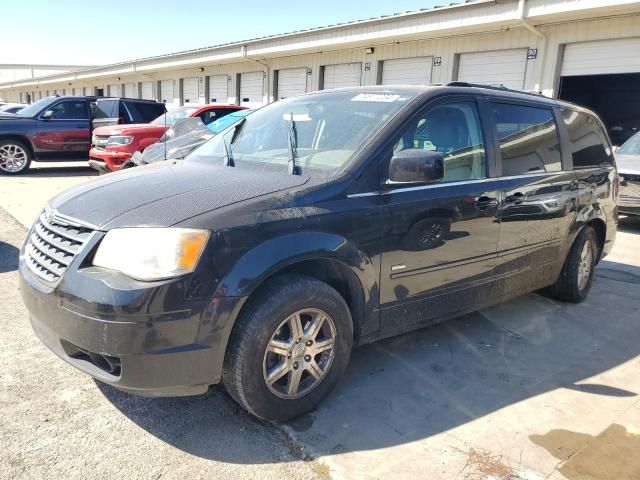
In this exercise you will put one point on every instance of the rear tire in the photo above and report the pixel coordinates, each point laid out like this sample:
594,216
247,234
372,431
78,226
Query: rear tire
277,365
15,157
576,276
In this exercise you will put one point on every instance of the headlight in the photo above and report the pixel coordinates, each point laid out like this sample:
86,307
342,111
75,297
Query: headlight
151,253
119,140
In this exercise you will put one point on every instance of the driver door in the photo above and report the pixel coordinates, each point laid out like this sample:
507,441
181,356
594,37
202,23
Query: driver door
440,240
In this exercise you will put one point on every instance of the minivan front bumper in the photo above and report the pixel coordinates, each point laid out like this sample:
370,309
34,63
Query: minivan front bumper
148,341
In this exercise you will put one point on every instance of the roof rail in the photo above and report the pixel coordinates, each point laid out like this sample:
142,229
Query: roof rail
499,87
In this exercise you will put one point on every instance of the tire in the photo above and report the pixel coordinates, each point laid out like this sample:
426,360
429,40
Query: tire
15,157
572,285
267,320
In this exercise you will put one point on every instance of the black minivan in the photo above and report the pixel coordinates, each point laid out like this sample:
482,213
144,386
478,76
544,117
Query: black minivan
315,224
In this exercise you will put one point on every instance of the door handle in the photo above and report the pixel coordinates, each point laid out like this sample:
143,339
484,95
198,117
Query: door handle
485,202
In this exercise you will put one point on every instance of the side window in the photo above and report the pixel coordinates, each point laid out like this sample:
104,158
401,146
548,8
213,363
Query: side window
528,137
454,130
589,145
70,110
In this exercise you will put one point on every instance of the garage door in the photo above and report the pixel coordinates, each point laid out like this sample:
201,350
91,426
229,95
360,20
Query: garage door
343,75
292,82
146,90
407,71
166,91
501,67
218,89
251,89
606,57
190,90
114,90
130,90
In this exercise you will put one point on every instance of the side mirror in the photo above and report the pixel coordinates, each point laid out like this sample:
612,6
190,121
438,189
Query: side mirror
416,166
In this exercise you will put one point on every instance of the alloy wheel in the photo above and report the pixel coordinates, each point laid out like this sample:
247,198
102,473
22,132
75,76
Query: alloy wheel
13,158
299,353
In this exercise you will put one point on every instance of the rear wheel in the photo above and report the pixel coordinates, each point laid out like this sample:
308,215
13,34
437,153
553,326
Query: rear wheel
576,276
289,347
15,157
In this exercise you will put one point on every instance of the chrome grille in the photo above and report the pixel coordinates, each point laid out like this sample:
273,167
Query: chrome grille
52,245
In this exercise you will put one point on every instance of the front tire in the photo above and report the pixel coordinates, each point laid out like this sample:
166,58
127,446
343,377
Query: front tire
15,157
289,347
576,276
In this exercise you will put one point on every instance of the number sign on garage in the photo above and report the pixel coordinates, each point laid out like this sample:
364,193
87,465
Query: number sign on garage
251,89
500,67
407,71
291,82
342,75
190,90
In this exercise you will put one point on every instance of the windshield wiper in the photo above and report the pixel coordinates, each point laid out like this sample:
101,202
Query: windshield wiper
293,147
228,156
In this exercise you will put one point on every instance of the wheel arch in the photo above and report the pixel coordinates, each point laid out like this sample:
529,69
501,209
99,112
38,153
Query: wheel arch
19,138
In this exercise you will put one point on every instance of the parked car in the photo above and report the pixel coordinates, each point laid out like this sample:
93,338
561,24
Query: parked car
53,128
628,160
11,107
123,111
269,252
185,136
113,146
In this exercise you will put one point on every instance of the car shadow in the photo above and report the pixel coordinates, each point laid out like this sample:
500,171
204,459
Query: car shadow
417,385
8,257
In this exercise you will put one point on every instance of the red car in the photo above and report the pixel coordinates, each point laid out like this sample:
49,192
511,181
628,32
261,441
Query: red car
112,146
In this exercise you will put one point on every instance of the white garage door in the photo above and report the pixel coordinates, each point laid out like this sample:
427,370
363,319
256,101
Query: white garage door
130,90
218,89
146,90
114,90
343,75
500,67
605,57
292,82
190,90
251,89
166,91
407,71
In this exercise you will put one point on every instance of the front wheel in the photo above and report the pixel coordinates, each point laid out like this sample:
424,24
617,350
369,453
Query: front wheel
289,347
15,157
576,276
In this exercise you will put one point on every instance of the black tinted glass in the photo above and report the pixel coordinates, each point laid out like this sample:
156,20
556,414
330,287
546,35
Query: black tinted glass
589,145
528,138
106,109
144,112
70,110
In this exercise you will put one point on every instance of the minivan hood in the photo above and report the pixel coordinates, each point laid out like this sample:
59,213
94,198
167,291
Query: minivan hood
629,164
166,193
130,129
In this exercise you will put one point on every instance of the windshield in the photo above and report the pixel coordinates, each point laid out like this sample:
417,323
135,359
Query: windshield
631,146
228,120
174,115
328,128
35,107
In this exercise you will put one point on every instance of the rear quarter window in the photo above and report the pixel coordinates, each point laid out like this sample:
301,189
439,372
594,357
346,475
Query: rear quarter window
589,144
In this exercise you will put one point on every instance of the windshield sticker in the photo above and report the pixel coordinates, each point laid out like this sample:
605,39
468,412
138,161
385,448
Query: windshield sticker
375,97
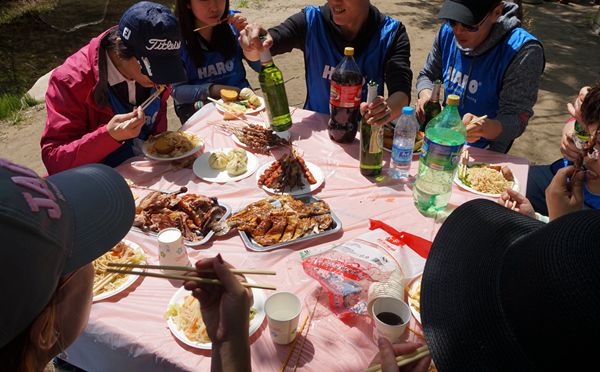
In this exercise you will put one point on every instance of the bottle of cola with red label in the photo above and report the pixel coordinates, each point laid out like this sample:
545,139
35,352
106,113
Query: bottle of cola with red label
344,99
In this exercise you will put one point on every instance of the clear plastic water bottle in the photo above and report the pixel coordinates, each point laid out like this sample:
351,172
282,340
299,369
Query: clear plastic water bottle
404,141
444,139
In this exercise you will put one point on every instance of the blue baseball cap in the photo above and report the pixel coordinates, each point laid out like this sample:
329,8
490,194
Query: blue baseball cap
51,227
152,31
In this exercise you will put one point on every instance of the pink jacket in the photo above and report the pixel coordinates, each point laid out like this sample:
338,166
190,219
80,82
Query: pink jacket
75,132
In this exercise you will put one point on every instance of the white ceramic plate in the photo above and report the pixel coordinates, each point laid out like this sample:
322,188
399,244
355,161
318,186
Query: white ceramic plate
248,111
130,278
196,148
205,172
306,189
411,302
259,316
460,184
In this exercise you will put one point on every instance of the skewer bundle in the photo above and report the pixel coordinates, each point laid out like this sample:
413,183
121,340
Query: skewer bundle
255,137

▶ **Required action**
Copy the entries exactly. No pictures.

▶ **Written response**
In this exercise you will put one point on every instance of the rear tire in the photo above and report the pixel coordinates, each point laid out like this sample:
594,216
247,234
372,431
78,226
Query: rear tire
277,365
15,157
576,276
In this exercise you will put one point on every instance of the headlight in the photo above and report the pixel coordinates, each point laid out like this sample:
86,307
342,111
75,297
Query: headlight
151,253
119,140
In this exercise you will put one point on every instance of the driver door in the photo above and report the pixel coordinates, each point laid out like this sample:
507,441
181,356
594,37
202,23
Query: driver door
440,240
In this exercise you will put one point on every instance of the minivan front bumper in the photo above and report the pixel coordinates, each point laid out like this sample:
370,309
34,63
Query: minivan front bumper
148,341
In this exercise you will put one point on every instance of the roof rail in the photo above and report the pixel coordinates, each point laid out like this sample:
142,229
Query: roof rail
499,87
In this exercise you will put one point on every instance of the tire in the photo above and report the pixel coordinates, each point laid out like this sample:
426,360
429,40
Query: tire
15,157
572,285
267,320
In this exercise you will put one point on every instance of the black minivan in the photo above and report the pixel coordinates, each point laid out like this sample:
482,213
144,386
478,76
544,117
Query: black minivan
315,224
In this exercise you will put one point on every instance of the door handle in the photo above and report the pixel coordinates, each point laid out like this sample:
143,339
484,95
198,117
Query: door handle
485,202
In this exercise you will put one point on every instance of the side window in the photo above and report the pixel coordinates, each point laid out like this sample:
104,158
401,146
548,8
213,363
Query: side window
528,137
454,130
589,145
70,110
In this exercise you will put one point on every instance of the garage door in the photo above and report the pixel coordinates, each point laid out like this sample:
201,350
91,426
229,95
360,20
Query: garage door
343,75
292,82
146,90
407,71
166,91
501,67
218,89
251,89
606,57
190,90
114,90
130,90
In this exercise you will put one point on every instance of the side mirror in the photo above and report the pixel coordinates, each point laid out like this sample:
612,6
190,121
438,189
Query: side mirror
416,166
In this exercise you will put one point on every instance of the alloy wheel in the photo above and report the pixel coordinates, each point laid out like this sample:
247,198
102,473
22,132
75,76
Query: alloy wheel
13,158
299,353
In this exercise you will put one point on every instance of the rear wheel in the photo above and report the pixel coordinates, each point laid out like this sample:
308,215
13,34
437,153
553,326
Query: rear wheel
576,276
289,347
15,157
In this exercise you will put one point on every instance of the chrome grille in the photo above and report the pixel coordinates, each point laid out like this sample:
273,167
Query: chrome grille
52,245
In this exercise you will put one point on every instance of the front tire in the photo above and report the pixel coordinates, each point laid out like this sample:
166,58
127,446
343,377
Query: front tire
15,157
289,347
576,276
In this exercise you will put one point on every instance of the number sign on garage in the photo above and report the pixel coordinates, each point laid out like this sample:
364,193
87,465
Query: number sign on garage
251,89
500,67
407,71
291,82
342,75
190,90
In this exercise you will put one point on every instance of the windshield wiper in the photo above and report the pixel coordinates, each point laid out like this sample:
101,202
Query: windshield wiper
293,147
228,156
In this exercise you will put one point on every instance of the wheel arch in the photo above and report the pixel coordinates, each point laid out like this sample:
529,69
501,209
99,112
38,153
Query: wheel arch
19,138
In this exercise you will put one point on every instance of the parked car in the photo above and report the pixel coordinates, each point laid out like this sample:
93,338
561,24
Query: parked car
53,128
628,160
11,107
123,111
269,252
185,136
113,146
In this exercise you will put one point on every instance of the car shadow in the photo above and report the pixel coordinates, each point laid out like this sample:
500,171
204,459
Query: car shadow
417,385
8,257
In this exercise you will put one point on every instance of the red car in the photo above and report the pixel coordinates, each point laid out like this sample:
49,192
511,181
628,32
261,441
Query: red car
112,146
In this exercise you will put one point on every instance of the white garage door in the photo above and report the pixel coordinates, each point laid out like this sample:
427,370
363,319
256,101
Query: white garage door
130,90
218,89
146,90
114,90
343,75
500,67
605,57
292,82
190,90
251,89
166,91
407,71
In this exercise you will put one point on every instance of the front wheel in the photo above and report the pixel coordinates, each point laid out like this sample:
424,24
617,350
369,453
Query: front wheel
289,347
15,157
576,276
In this exercise you will put one point on every instance of the black tinted glass in the photo above and report the pixel coordinates, each point laid out like this sample:
156,20
556,414
330,287
546,35
Query: black tinted glass
589,145
528,138
106,109
144,112
70,110
In this exercise you will put one point on every instance of the minivan hood in the photo above and report the pixel coordinates, each point laid out like this sample:
59,213
94,198
167,291
Query: minivan hood
629,164
166,193
130,129
In this exercise you will put one point on every instance of the windshield in the photo above and report the pixel coordinates, each point laid out like this sample:
417,323
135,359
Query: windshield
631,146
228,120
174,115
328,128
35,107
In this exercise you will put one point on every instance of the rear quarter window in the photo above and report the pixel coordinates, each point laid out like this sample:
301,189
439,372
594,357
346,475
Query: rear quarter window
589,144
In this exercise you will put one point on every instance of the windshield sticker in the photo above and report the pixel coordinates, each point laid out like this sample:
605,39
468,412
138,161
385,448
Query: windshield sticker
375,97
In this exercise you will put one point on every instance of the bottle of cola with red label in the photo above and report the pixel coordinates, each point laid out like this sample:
545,139
35,352
106,113
Query: bottle of cola with red label
344,99
In this exercise you will put one point on every instance of the clear plastic water bottle in the photo above and report the pixel coordinates, each point laid out like this sample:
351,172
282,340
299,369
Query: clear plastic water bottle
404,141
444,139
In this exercise you will put one point on every instance of the blue baseball cap in the photo above and report the pixel coordinates, each point laid out like this sample:
329,8
490,194
Query: blue baseball cap
51,227
152,31
In this exercise you will put one point on every instance of the pink jacket in the photo above and report the pixel coordinates, each point laid out like this sample:
338,166
190,219
80,82
Query: pink jacket
75,132
In this exercise you will put one point on every instance of the white ceramic plate in the photo above and report the pixel coordinates, each point laid out like this sample:
322,188
399,244
355,161
318,186
Query: white ceramic plate
248,111
130,278
196,148
205,172
306,189
411,302
259,316
460,184
In this exercise you will put one point on every instance of the skewer bundle in the photo above and report the pixel coordinates, each point laid out like this sample:
413,183
121,340
Query: skewer bundle
255,137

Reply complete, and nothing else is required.